Dataset excerpts:
# # # # #

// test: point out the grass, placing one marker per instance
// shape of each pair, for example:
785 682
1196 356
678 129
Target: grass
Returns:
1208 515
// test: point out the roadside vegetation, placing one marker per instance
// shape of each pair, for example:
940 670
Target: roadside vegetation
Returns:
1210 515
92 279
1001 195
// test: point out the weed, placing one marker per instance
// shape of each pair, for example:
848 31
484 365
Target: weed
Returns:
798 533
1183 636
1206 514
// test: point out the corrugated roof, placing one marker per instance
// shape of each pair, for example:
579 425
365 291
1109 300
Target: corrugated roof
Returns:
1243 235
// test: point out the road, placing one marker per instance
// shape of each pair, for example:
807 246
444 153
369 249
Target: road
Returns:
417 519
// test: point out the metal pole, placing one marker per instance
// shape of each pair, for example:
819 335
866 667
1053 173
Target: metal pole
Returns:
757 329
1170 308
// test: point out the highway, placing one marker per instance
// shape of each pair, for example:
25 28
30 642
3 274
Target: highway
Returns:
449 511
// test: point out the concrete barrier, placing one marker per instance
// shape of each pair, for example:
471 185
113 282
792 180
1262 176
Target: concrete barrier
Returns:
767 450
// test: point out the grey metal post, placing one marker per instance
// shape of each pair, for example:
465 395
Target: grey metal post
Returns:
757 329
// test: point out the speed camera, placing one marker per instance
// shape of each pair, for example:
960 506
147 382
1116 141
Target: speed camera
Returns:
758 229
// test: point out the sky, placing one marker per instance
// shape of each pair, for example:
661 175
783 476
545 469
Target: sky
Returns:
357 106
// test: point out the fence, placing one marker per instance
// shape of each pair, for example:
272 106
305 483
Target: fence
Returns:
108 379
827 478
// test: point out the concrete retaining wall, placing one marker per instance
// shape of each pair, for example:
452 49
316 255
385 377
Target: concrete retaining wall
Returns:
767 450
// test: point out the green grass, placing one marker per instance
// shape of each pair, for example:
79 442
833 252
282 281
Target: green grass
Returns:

# # # # #

EXERCISE INSTRUCTIONS: Please output only the lines from the first line of the entries through the line with "Target: weed", both included, exactly as written.

ANSWER SECTION:
// test: point out the grass, placing one marker per instance
// shape of each pair, for example:
785 682
1196 356
678 129
Target: grass
Returns:
1208 515
// test: point out the roadside vegetation, placing one marker per instance
// shape of each pair, for example:
940 670
Target: roadside vegetation
Returns:
1210 515
92 279
1001 195
// test: point out the weed, placing one marker per instance
// shape of each pair, for example:
848 31
484 365
Target: weed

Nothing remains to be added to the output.